**What needs to be done**.
Search the entries below for "fork" and copy each matching line.

─── Entries supplied ───

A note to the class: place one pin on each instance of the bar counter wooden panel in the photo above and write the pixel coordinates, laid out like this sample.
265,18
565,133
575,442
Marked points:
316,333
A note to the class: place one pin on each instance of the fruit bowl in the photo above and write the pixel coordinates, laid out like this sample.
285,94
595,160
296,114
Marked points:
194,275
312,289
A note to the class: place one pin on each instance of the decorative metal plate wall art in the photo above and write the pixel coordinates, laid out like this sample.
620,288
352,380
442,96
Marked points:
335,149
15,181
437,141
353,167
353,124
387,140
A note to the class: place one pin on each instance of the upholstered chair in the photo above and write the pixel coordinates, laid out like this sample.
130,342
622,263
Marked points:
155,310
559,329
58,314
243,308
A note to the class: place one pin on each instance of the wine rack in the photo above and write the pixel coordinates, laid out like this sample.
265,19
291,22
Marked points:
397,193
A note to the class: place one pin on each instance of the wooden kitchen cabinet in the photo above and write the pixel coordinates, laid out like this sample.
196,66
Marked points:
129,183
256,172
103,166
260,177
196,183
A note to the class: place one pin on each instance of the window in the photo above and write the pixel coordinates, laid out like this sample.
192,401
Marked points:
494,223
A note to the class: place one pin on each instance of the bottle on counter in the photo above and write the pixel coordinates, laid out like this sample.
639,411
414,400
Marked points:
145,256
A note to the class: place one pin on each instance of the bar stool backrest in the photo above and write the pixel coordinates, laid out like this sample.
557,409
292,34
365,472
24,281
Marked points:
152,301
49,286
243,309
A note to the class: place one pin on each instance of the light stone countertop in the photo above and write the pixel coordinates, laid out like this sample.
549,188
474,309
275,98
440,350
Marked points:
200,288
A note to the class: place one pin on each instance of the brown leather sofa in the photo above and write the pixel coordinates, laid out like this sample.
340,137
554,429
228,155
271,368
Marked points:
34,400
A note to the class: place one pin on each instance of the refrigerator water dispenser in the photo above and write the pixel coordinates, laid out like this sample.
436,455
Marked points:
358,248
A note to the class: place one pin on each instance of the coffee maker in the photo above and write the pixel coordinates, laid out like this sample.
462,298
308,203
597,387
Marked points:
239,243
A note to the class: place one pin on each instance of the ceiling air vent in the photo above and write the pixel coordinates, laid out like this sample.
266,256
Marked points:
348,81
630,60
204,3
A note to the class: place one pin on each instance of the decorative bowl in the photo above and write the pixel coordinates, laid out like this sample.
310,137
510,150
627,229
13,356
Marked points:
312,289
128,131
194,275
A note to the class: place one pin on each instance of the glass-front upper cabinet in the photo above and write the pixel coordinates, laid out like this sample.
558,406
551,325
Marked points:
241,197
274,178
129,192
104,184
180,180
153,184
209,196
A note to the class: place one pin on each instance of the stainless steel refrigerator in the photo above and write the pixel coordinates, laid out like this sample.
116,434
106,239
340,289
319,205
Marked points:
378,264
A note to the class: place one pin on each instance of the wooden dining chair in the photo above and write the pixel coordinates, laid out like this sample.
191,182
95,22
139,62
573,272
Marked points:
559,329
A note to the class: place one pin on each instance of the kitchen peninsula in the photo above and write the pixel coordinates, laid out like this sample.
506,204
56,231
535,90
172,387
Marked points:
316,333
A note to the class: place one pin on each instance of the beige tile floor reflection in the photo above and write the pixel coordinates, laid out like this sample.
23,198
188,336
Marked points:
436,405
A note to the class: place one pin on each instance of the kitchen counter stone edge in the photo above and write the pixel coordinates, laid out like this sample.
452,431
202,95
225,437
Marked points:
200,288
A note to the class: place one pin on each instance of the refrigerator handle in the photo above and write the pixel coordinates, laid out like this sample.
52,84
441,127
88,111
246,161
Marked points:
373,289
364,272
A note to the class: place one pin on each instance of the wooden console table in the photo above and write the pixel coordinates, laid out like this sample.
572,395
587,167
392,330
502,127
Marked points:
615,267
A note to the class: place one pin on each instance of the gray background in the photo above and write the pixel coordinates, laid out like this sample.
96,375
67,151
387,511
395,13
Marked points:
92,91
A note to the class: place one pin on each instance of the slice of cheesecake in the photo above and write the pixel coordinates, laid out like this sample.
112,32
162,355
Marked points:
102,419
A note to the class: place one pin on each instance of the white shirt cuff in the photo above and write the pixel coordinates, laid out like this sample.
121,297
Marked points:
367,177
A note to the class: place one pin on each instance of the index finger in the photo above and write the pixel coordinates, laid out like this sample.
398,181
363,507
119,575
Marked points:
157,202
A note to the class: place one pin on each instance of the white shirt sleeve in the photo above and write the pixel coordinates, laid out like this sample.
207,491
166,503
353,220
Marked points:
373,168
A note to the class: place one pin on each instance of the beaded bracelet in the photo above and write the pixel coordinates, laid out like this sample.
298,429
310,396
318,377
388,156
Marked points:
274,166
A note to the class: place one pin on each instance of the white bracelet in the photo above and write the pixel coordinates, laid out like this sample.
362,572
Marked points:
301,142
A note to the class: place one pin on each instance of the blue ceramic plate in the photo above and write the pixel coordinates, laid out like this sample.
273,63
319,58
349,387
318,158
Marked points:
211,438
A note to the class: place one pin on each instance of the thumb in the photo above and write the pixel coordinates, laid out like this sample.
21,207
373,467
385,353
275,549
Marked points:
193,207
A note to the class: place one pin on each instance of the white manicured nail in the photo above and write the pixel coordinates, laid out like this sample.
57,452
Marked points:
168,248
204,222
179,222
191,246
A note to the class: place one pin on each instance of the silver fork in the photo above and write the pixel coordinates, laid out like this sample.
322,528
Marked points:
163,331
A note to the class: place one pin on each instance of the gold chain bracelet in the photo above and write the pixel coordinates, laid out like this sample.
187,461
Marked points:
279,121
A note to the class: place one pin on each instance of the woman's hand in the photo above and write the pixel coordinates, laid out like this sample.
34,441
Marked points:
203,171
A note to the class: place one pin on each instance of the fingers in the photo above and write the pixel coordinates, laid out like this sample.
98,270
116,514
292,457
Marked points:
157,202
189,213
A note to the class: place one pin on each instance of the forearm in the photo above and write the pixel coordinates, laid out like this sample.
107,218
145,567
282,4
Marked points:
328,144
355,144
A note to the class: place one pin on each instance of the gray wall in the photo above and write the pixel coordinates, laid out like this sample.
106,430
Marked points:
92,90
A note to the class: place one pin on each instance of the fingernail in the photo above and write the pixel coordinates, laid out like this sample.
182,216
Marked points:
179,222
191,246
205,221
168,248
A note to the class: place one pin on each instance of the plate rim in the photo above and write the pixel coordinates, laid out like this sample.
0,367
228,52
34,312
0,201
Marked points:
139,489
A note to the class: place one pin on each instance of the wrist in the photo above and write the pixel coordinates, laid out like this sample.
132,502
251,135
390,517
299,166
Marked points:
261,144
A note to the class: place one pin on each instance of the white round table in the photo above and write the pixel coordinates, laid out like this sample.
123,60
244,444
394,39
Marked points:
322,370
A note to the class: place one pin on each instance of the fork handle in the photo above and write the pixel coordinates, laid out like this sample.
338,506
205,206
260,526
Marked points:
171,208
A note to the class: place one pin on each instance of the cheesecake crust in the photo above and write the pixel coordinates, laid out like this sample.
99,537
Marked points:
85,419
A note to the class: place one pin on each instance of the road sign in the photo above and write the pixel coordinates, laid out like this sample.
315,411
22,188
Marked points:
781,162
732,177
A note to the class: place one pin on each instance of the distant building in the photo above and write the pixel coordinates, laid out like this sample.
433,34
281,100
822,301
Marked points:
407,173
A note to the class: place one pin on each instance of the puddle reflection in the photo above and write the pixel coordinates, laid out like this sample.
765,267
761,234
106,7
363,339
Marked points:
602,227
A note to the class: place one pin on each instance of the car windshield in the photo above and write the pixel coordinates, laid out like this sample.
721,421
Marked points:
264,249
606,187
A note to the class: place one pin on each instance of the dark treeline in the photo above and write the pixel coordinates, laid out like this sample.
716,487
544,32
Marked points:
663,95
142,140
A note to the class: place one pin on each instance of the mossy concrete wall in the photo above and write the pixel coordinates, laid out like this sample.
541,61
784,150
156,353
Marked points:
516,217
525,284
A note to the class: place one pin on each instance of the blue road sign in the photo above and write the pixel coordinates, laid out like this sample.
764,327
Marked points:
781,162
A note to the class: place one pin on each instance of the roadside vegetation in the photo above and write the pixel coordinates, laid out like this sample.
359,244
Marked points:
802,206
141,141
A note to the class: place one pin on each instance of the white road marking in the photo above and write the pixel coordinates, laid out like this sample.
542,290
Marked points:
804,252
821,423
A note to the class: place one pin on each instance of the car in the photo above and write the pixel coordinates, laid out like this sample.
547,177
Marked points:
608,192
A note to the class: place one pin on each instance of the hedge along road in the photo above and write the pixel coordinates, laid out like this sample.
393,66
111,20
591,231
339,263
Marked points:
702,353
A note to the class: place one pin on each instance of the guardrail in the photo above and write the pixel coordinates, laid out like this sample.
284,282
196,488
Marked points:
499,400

───

**Task output**.
A note to the class: place one pin on each instance of the silver fork in the photo above and write the pixel coordinates, laid out like this sample.
A note to the class: place one pin on each instance of the fork handle in the photo above and write the pixel coordinates, laid out like this sample.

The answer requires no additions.